▶ **MATERIAL SUPPLIED**
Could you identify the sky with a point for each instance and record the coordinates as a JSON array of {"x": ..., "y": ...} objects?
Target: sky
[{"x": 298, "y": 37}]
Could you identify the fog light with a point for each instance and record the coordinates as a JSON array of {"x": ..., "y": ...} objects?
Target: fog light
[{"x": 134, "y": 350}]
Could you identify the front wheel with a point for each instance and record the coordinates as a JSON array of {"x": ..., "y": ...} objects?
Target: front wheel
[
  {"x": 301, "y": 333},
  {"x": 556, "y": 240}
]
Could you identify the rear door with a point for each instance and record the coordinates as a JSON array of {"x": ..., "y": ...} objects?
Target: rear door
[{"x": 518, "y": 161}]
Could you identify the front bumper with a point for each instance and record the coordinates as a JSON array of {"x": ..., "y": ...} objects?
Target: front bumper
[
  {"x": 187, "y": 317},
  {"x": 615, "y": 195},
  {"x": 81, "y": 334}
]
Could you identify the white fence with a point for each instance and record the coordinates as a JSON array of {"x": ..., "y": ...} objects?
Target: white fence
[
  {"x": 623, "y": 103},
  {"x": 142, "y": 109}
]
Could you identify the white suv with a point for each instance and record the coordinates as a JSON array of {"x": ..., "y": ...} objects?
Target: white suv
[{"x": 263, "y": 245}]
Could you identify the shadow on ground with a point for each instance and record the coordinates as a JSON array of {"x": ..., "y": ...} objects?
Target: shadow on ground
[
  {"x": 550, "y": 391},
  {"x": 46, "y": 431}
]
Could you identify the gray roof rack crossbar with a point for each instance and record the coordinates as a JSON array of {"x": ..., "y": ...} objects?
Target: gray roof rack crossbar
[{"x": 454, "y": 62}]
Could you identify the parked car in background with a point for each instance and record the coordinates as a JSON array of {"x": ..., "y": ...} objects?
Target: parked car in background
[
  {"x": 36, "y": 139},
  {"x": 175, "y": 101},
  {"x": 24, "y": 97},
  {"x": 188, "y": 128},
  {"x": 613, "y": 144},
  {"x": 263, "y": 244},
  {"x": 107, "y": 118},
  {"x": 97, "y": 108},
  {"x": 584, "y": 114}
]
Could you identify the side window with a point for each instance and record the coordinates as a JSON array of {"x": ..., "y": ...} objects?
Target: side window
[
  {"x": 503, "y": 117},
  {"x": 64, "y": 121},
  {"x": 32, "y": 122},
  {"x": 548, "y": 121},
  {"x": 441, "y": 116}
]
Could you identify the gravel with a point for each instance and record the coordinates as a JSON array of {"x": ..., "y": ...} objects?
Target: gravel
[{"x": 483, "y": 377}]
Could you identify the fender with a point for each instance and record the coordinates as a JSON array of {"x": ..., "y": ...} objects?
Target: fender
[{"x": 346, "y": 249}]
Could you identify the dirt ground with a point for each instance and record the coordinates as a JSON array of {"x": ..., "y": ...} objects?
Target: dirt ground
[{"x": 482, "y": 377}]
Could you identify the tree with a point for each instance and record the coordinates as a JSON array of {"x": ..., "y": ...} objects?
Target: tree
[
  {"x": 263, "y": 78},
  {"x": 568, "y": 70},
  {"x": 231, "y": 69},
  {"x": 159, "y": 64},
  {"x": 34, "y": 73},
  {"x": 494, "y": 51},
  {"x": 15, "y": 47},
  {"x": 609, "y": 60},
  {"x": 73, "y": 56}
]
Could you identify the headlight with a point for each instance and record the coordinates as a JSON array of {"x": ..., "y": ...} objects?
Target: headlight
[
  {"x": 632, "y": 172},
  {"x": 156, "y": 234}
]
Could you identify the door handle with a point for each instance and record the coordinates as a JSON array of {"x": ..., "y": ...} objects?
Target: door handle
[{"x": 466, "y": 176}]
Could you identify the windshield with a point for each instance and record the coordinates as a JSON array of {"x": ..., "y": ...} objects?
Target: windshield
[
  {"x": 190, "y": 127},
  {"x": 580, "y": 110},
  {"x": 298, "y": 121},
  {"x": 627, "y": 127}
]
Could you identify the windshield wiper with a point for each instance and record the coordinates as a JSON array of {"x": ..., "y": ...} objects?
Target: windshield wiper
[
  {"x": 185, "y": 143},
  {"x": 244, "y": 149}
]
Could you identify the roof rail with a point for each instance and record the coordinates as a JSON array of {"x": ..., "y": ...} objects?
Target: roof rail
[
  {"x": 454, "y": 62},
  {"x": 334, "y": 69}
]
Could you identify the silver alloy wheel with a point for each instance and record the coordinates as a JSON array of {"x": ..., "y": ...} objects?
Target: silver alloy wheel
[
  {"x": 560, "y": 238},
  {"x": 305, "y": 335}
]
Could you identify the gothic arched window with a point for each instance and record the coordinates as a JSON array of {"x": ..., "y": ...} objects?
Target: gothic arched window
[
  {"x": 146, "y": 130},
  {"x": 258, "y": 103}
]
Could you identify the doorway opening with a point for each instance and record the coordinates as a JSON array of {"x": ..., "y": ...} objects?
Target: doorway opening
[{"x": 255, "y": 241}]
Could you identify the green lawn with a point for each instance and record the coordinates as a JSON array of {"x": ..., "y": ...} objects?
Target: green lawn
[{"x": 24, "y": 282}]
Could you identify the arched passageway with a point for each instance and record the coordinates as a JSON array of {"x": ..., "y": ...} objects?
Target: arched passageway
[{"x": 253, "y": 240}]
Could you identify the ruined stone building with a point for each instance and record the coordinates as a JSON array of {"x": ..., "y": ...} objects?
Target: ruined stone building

▶ **PROBLEM DETAILS**
Copy each line of the material exactly as written.

▶ **PROBLEM SOLUTION**
Could you identify the sky with a point for each instance and record the coordinates as a JSON array of {"x": ..., "y": ...} objects?
Target: sky
[{"x": 298, "y": 37}]
Could you identify the fog light with a point for each instance and record the coordinates as a JSON array of {"x": ..., "y": ...} objects?
Target: fog light
[{"x": 134, "y": 350}]
Could you identify the front wheel with a point for each instance and record the coordinates as a JSON array of {"x": ..., "y": ...} objects?
Target: front wheel
[
  {"x": 301, "y": 333},
  {"x": 556, "y": 240}
]
Could you identify the rear door with a point for each instance and record the coordinates as a JSON array of {"x": ..., "y": ...} objects?
Target: rear door
[{"x": 518, "y": 161}]
Could you identify the front bumper with a point for each instance and record the coordinates as a JSON array of {"x": ..., "y": ...} objects?
Target: front bumper
[
  {"x": 187, "y": 317},
  {"x": 615, "y": 195},
  {"x": 81, "y": 334}
]
Could you identify the white fence with a point for each instance and record the coordinates as a JSON array of {"x": ..., "y": ...} objects?
Target: white fence
[
  {"x": 623, "y": 103},
  {"x": 142, "y": 109}
]
Could you identify the white suv with a point for each instance and record the coordinates as a JSON array of {"x": ..., "y": ...} objects?
Target: white suv
[{"x": 263, "y": 245}]
Could you identify the shadow on ground with a point for each instance and record the coordinates as a JSON array of {"x": ..., "y": ...} objects?
Target: shadow on ground
[
  {"x": 550, "y": 391},
  {"x": 46, "y": 431}
]
Could you identify the gray roof rack crossbar with a point for each instance and record the coordinates as a JSON array of {"x": ..., "y": ...} objects?
Target: gray roof rack crossbar
[{"x": 454, "y": 62}]
Could you identify the parked car in background with a point for each instance and record the coordinates as a JSON array of {"x": ..., "y": ...} objects?
Target: parked car in background
[
  {"x": 36, "y": 139},
  {"x": 175, "y": 101},
  {"x": 24, "y": 97},
  {"x": 188, "y": 128},
  {"x": 613, "y": 144},
  {"x": 263, "y": 244},
  {"x": 107, "y": 118},
  {"x": 97, "y": 108},
  {"x": 584, "y": 114}
]
Could you identify the side window with a point for each instance and record the coordinates as a JSON array of {"x": ..., "y": ...} objects?
Target: side window
[
  {"x": 503, "y": 117},
  {"x": 64, "y": 121},
  {"x": 32, "y": 122},
  {"x": 548, "y": 121},
  {"x": 441, "y": 116}
]
Could you identify the gravel with a point for each instance and record the coordinates as a JSON array of {"x": ..., "y": ...} objects?
Target: gravel
[{"x": 483, "y": 377}]
Could you identify the fender with a point for each instance and record the coordinates as a JSON array of {"x": ..., "y": ...} objects?
Target: fender
[{"x": 346, "y": 249}]
Could you identify the dirt ground with a point for each instance and record the coordinates as a JSON array of {"x": ..., "y": ...} objects?
Target: dirt ground
[{"x": 482, "y": 377}]
Could you identify the tree with a point for each instance and record the coordinates as a JSON array of {"x": ..., "y": ...} objects?
Target: tree
[
  {"x": 263, "y": 78},
  {"x": 568, "y": 70},
  {"x": 231, "y": 69},
  {"x": 159, "y": 64},
  {"x": 34, "y": 73},
  {"x": 494, "y": 51},
  {"x": 15, "y": 47},
  {"x": 609, "y": 60},
  {"x": 73, "y": 56}
]
Could you identify the headlight with a point for each instance and record the coordinates as a JSON array of {"x": ..., "y": ...} objects?
Target: headlight
[
  {"x": 632, "y": 172},
  {"x": 156, "y": 234}
]
Could you identify the door handle with a point for each instance and record the coordinates as a JSON array of {"x": ..., "y": ...} objects?
Target: door handle
[{"x": 466, "y": 176}]
Could you identify the windshield with a point for each instance and record the coordinates as a JSON array of {"x": ..., "y": ...} objects?
Target: windshield
[
  {"x": 190, "y": 127},
  {"x": 580, "y": 110},
  {"x": 298, "y": 121},
  {"x": 627, "y": 127}
]
Could you identify the windshield wiper with a point for each instance and record the coordinates as a JSON array of {"x": ..., "y": ...} objects?
Target: windshield wiper
[
  {"x": 185, "y": 143},
  {"x": 244, "y": 149}
]
Could you identify the roof rail with a point for each instance and record the coordinates as a JSON array of {"x": ..., "y": ...} objects?
Target: roof rail
[
  {"x": 454, "y": 62},
  {"x": 334, "y": 69}
]
Could you identify the silver alloy wheel with a point for each instance and record the coordinates as a JSON array of {"x": ..., "y": ...} objects?
Target: silver alloy wheel
[
  {"x": 560, "y": 238},
  {"x": 305, "y": 335}
]
Could you identify the gothic arched window with a point for each instance and record the coordinates as a JSON array of {"x": ..., "y": ...} objects?
Target: gothic arched window
[
  {"x": 146, "y": 130},
  {"x": 258, "y": 103}
]
Could you identify the doorway opening with a point for each instance and record the coordinates as a JSON array of {"x": ..., "y": ...} objects?
Target: doorway opening
[{"x": 255, "y": 241}]
Could you identify the green lawn with a point for each instance and record the coordinates as a JSON array of {"x": ..., "y": ...} objects?
Target: green lawn
[{"x": 24, "y": 282}]
Could you identify the arched passageway with a point for each instance and record the coordinates as a JSON array of {"x": ..., "y": ...} objects?
Target: arched passageway
[{"x": 253, "y": 240}]
Could you identify the ruined stone building with a point for each instance and record the coordinates as a JSON array of {"x": ..., "y": ...} objects?
Target: ruined stone building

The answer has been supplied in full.